## TASK ITEM
Repeat the whole listing exactly as it appears.

## RECORDS FOR PROCESSING

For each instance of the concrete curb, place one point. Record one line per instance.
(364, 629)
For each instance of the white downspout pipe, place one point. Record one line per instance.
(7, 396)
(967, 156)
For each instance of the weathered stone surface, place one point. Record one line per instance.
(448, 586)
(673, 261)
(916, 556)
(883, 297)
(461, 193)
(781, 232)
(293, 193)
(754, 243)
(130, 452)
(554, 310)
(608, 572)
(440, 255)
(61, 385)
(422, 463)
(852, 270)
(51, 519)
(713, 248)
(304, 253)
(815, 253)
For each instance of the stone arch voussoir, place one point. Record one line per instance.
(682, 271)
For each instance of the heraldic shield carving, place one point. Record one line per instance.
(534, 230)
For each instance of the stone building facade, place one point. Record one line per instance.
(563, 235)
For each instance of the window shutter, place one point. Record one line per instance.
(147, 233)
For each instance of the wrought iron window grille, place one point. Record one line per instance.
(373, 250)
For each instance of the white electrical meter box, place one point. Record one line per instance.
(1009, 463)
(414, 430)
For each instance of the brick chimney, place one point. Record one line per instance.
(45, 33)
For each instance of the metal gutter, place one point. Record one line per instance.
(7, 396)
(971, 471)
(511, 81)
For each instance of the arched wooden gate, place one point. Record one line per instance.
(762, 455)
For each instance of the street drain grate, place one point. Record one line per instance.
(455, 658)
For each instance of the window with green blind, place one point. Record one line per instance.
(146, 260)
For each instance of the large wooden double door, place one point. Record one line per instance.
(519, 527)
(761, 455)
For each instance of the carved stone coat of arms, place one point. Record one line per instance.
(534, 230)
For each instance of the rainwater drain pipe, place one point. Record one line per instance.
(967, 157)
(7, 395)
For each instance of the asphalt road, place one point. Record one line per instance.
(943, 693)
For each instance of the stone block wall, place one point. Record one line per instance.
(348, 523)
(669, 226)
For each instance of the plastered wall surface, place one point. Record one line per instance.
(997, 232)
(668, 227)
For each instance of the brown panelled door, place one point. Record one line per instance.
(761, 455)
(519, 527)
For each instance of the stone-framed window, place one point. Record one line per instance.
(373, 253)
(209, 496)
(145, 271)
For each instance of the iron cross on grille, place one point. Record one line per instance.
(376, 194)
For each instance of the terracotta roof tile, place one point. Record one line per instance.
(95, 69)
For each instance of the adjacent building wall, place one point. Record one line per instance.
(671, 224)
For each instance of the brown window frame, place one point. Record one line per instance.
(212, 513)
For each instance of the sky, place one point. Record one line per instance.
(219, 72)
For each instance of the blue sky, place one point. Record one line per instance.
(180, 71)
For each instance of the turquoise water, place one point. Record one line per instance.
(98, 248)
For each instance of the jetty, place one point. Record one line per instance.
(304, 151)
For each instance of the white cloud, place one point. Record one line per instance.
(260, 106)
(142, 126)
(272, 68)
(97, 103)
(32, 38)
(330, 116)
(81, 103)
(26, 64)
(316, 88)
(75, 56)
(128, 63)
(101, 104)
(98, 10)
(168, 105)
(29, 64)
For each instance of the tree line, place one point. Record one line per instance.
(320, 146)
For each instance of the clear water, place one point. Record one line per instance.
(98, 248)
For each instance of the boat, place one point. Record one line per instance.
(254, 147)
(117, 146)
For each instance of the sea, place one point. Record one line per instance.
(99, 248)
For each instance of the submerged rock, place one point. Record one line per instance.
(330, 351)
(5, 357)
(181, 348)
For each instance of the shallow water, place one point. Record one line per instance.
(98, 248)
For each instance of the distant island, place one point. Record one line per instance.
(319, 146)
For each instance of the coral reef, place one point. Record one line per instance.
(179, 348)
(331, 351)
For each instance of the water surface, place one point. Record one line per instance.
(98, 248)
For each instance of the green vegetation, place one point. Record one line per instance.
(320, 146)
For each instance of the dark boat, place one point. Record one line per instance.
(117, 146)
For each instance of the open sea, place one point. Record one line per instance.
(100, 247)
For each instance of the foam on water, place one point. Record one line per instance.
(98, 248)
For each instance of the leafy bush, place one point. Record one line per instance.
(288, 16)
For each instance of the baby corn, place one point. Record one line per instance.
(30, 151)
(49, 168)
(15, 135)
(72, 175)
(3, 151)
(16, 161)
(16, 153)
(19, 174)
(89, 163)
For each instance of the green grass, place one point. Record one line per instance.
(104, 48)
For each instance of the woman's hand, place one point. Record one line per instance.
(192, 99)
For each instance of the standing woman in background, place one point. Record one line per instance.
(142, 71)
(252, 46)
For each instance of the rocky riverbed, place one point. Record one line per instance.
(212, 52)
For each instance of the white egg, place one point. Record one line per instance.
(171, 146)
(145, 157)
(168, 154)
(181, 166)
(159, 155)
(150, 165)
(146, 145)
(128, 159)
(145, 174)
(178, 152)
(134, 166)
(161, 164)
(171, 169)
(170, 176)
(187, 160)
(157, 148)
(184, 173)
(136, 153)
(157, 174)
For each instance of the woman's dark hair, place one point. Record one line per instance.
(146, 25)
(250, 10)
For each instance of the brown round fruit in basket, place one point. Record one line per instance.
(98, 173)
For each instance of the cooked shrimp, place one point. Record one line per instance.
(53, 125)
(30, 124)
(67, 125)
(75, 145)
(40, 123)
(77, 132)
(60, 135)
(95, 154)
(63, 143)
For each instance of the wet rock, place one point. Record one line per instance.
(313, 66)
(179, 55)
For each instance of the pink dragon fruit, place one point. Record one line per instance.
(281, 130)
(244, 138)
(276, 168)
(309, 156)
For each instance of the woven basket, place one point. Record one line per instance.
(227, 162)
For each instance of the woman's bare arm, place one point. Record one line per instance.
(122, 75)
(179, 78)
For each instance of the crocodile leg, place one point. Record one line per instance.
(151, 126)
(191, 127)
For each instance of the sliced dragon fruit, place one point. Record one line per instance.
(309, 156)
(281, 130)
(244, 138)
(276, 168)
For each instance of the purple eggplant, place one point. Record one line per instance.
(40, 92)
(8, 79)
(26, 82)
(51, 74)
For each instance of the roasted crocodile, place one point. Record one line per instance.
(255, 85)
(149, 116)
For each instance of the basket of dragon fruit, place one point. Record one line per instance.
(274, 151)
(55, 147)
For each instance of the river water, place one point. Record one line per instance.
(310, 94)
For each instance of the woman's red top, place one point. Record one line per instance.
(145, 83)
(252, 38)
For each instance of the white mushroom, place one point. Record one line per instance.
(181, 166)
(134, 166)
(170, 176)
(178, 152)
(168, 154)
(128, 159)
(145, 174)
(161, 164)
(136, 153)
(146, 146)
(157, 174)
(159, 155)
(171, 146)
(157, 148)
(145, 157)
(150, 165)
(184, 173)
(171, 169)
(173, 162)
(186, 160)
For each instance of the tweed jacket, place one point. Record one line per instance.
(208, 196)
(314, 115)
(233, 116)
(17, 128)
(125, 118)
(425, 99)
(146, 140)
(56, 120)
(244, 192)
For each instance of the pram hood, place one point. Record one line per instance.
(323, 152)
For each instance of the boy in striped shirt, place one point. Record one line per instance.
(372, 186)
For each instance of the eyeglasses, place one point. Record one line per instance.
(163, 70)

## COMPLETED TASK
For each instance of the concrete curb, place one point. Record one line per instance.
(364, 629)
For each instance of the white downspout pipe, place one point. Record one line per instance.
(7, 396)
(967, 156)
For each instance of the weathered stone surface, place one point. Record one line per instance.
(448, 586)
(673, 261)
(916, 556)
(883, 297)
(461, 193)
(781, 232)
(293, 193)
(754, 243)
(130, 452)
(554, 310)
(608, 572)
(440, 255)
(61, 385)
(422, 463)
(852, 270)
(51, 519)
(713, 248)
(304, 253)
(815, 253)
For each instance of the stone arch voussoir, place one point. Record one line per instance.
(682, 271)
For each instance of the heraldic shield carving, place one point. Record one line per instance.
(534, 230)
For each instance of the stone building facade, place one point. Record one line per instance.
(563, 235)
For each instance of the window shutter, place one point. Record one line per instance.
(147, 233)
For each instance of the wrought iron window grille, place one point. Record one line per instance.
(373, 250)
For each instance of the white electrical meter box, place one point. Record one line per instance.
(1009, 463)
(414, 430)
For each instance of the brick chimney, place one point. Record one line per instance.
(45, 33)
For each instance of the metal gutter, place one point. Record one line per instance.
(7, 396)
(971, 471)
(511, 81)
For each instance of the arched wooden gate, place one point. Record one line per instance.
(762, 455)
For each instance of the street drain grate, place one point. Record one line per instance.
(455, 658)
For each instance of the window with green blind, place one point. Record one line per instance.
(146, 260)
For each instance of the large wooden double door, place one point. Record one line per instance.
(519, 527)
(761, 455)
For each instance of the carved stone coat of arms, place one point. Record one line per instance.
(534, 230)
For each instance of the rainwater drain pipe, place one point. Record one line per instance.
(967, 157)
(7, 395)
For each instance of the asphalt road, place one point. Record one line per instance.
(943, 693)
For each instance of the stone block wall, place one point. Record one line per instance.
(348, 523)
(669, 226)
For each instance of the plastered wall surface, place one point. Record one line per instance.
(997, 232)
(668, 227)
For each instance of the brown panelled door, place one point. Record one line per instance.
(761, 455)
(519, 527)
For each instance of the stone-framed window, place one point. Record one line per instance.
(373, 253)
(209, 496)
(145, 271)
For each instance of the iron cross on grille, place one point. Record one line per instance.
(376, 194)
For each instance of the terracotta roof tile, place one point. Record one line per instance.
(95, 69)
For each instance of the adjacent building wall, place one point. Record one line per instance.
(671, 224)
For each instance of the brown window frame, place one point. Record one line per instance.
(212, 513)
For each instance of the sky, place one point. Record one line per instance.
(219, 72)
For each instance of the blue sky, place one point. Record one line per instance.
(180, 71)
For each instance of the turquoise water, place one point. Record one line per instance.
(98, 248)
For each instance of the jetty, place one point. Record one line per instance.
(304, 151)
For each instance of the white cloud, place one point. Record one line per instance.
(260, 106)
(142, 126)
(272, 68)
(97, 103)
(32, 38)
(330, 116)
(81, 103)
(26, 64)
(316, 88)
(75, 56)
(128, 63)
(101, 104)
(98, 10)
(168, 105)
(29, 64)
For each instance of the tree line, place one point. Record one line per instance.
(320, 146)
For each instance of the clear water, place one point. Record one line per instance.
(98, 248)
For each instance of the boat, place one point. Record one line per instance.
(254, 147)
(117, 146)
For each instance of the sea, place one point. Record one line per instance.
(99, 248)
For each instance of the submerged rock, place one point. Record one line per instance.
(330, 351)
(5, 357)
(181, 348)
For each instance of the shallow water, place one point. Record one line per instance.
(98, 248)
For each instance of the distant island, place one point. Record one line per instance.
(319, 146)
For each instance of the coral reef, place one point. Record one line per instance.
(179, 348)
(331, 351)
For each instance of the water surface, place one point. Record one line per instance.
(98, 248)
For each instance of the green vegetation, place one point. Record one line per instance.
(320, 146)
For each instance of the dark boat, place one point. Record one line per instance.
(117, 146)
For each instance of the open sea, place one point. Record one line per instance.
(100, 247)
For each instance of the foam on water, place one point. Record one line per instance.
(98, 248)
For each instance of the leafy bush, place one point. Record one line per instance.
(288, 16)
For each instance of the baby corn, place one point. Record one line per instance.
(30, 151)
(49, 168)
(15, 135)
(72, 175)
(3, 151)
(16, 161)
(16, 153)
(19, 174)
(89, 163)
For each instance of the green grass, place one point. Record one line per instance.
(104, 48)
For each instance of the woman's hand, place one point. Record one line per instance.
(192, 99)
For each instance of the standing woman in background, place one point. Record one line per instance.
(142, 71)
(252, 46)
For each instance of the rocky riverbed, place one point. Record one line per instance.
(212, 52)
For each instance of the white egg, place one point. Record one line per instance.
(171, 146)
(145, 157)
(168, 154)
(181, 166)
(159, 155)
(150, 165)
(146, 145)
(128, 159)
(145, 174)
(178, 152)
(134, 166)
(161, 164)
(171, 169)
(170, 176)
(187, 160)
(157, 148)
(184, 173)
(136, 153)
(157, 174)
For each instance of the woman's dark hair, place one point. Record one line per instance.
(146, 25)
(250, 10)
For each instance of the brown round fruit in basket, place one point. Record one line per instance.
(98, 173)
For each instance of the cooked shrimp, place one point. Record one line per instance.
(53, 125)
(30, 124)
(67, 125)
(75, 145)
(40, 123)
(77, 132)
(60, 135)
(95, 154)
(63, 143)
For each instance of the wet rock, place one point. Record one line per instance.
(313, 66)
(179, 55)
For each instance of the pink dragon fruit, place one point. Record one line per instance.
(281, 130)
(244, 138)
(276, 168)
(309, 156)
For each instance of the woven basket, place one point. Record one line per instance.
(227, 162)
For each instance of the woman's bare arm, place one point. Record one line per instance.
(122, 75)
(179, 78)
For each instance of the crocodile leg, place one point. Record one line per instance.
(151, 126)
(191, 127)
For each instance of the sliced dragon fruit, place one point. Record one line per instance.
(309, 156)
(281, 130)
(244, 138)
(276, 168)
For each instance of the purple eggplant, place one point. Record one line per instance.
(40, 92)
(8, 79)
(26, 82)
(51, 74)
For each instance of the roasted crocodile, place one point. Record one line per instance.
(255, 85)
(149, 116)
For each instance of the basket of dragon fruit, place one point. Record one line per instance.
(274, 151)
(55, 147)
For each instance of the river water, place one point. Record one line per instance.
(310, 94)
For each instance of the woman's red top, place one point. Record one line per instance.
(145, 83)
(252, 38)
For each instance of the white mushroom, place one point. Record one line per instance.
(181, 166)
(134, 166)
(170, 176)
(178, 152)
(168, 154)
(128, 159)
(145, 174)
(161, 164)
(136, 153)
(146, 146)
(157, 174)
(159, 155)
(171, 146)
(157, 148)
(145, 157)
(150, 165)
(184, 173)
(171, 169)
(173, 162)
(186, 160)
For each instance of the tweed jacket, place one point. Record one line per instance.
(208, 196)
(314, 115)
(233, 116)
(17, 128)
(125, 118)
(425, 99)
(146, 140)
(56, 120)
(244, 192)
For each instance of the pram hood, place one point. Record one line per instance.
(323, 152)
For each instance of the boy in striped shirt, place one point. Record one line per instance.
(372, 186)
For each instance of the eyeglasses, place one point. Record one line per instance.
(163, 70)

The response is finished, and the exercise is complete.